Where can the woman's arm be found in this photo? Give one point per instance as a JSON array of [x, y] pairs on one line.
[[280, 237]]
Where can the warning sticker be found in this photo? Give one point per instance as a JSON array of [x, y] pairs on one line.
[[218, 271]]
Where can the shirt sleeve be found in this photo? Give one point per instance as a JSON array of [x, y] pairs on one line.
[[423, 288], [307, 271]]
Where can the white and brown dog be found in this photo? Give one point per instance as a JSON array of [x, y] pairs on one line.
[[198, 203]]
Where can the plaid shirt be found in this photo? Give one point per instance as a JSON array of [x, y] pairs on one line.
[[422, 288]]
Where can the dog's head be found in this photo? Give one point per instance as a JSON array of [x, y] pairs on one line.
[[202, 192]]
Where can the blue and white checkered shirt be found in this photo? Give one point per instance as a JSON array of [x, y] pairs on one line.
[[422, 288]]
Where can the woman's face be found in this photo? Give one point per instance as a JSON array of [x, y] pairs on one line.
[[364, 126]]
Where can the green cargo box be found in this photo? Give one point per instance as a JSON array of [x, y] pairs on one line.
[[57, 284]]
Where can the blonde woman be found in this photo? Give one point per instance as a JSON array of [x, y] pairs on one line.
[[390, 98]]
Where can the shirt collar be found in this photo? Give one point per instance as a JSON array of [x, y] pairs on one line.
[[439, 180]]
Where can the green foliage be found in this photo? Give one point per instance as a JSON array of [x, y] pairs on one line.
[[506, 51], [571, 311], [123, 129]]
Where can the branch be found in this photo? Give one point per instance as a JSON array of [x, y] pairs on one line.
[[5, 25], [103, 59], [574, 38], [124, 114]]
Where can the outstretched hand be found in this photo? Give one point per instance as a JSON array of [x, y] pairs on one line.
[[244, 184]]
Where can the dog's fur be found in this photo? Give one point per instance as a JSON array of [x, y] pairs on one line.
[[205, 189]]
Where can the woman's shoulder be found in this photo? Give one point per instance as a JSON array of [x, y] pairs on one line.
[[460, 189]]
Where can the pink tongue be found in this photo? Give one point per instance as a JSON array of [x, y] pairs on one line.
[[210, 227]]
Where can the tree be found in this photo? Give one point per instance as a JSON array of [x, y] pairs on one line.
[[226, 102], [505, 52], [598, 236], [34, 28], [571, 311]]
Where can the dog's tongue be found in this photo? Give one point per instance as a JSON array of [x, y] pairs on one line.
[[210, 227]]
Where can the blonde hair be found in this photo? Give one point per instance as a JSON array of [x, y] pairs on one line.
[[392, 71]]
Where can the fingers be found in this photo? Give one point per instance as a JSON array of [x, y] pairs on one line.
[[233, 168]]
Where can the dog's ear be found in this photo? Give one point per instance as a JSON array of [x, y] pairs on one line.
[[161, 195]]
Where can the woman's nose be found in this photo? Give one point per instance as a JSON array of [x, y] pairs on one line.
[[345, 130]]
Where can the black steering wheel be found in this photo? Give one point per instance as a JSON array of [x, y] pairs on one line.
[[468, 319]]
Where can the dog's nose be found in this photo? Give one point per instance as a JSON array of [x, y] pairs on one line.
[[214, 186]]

☆ ☆ ☆

** Task to complete **
Transcribe the data without any change, from its first line through the line that contains "[[202, 192]]", including that line.

** Output of the exercise **
Where can the woman's arm be found in this photo? Give one point per instance as a JSON array of [x, y] pairs on one line.
[[280, 237]]
Where can the warning sticker be found in this photo? Give one point per instance as a JSON array of [x, y] pairs on one line.
[[218, 271]]
Where can the shirt sleeve be found in this photo? Give one point per instance as a JSON array of [x, y] pairs on one line.
[[423, 288], [307, 271]]
Where can the white and brown dog be found in this photo? Give one point per instance as a JSON array of [x, y] pairs on one line.
[[198, 203]]
Where can the plaid shirt be found in this photo? Give one point per instance as a JSON array of [x, y] pairs on one line.
[[422, 288]]
Where can the dog's head be found in this photo? Give one point per instance as a JSON array of [x, y] pairs on one line.
[[202, 192]]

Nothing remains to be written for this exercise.